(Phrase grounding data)
┌──

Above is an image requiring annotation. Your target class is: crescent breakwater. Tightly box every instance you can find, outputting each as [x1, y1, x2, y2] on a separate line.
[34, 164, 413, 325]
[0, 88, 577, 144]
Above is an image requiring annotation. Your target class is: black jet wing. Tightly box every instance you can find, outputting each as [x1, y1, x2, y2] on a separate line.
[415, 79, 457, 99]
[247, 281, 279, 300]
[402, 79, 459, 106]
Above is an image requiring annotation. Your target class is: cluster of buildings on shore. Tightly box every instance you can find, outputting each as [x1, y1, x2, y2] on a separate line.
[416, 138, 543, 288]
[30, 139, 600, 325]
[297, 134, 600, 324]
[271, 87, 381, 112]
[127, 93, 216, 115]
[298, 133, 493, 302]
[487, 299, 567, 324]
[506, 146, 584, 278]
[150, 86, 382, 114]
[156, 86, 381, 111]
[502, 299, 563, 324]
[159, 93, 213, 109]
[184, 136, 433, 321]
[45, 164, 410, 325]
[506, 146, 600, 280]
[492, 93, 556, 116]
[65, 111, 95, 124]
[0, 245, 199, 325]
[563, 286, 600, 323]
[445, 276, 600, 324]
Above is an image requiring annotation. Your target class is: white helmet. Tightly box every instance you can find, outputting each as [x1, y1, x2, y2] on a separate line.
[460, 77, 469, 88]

└──

● **ASSIGNMENT**: From the line containing "class is: white" to the last line of the data above, copy each line exactly and add nothing.

● **ANSWER TO THIS TASK**:
Above is an image requiring annotation. Your target class is: white helmet. Tightly box every instance you can find, outputting each as [x1, y1, x2, y2] on a separate line.
[460, 77, 469, 88]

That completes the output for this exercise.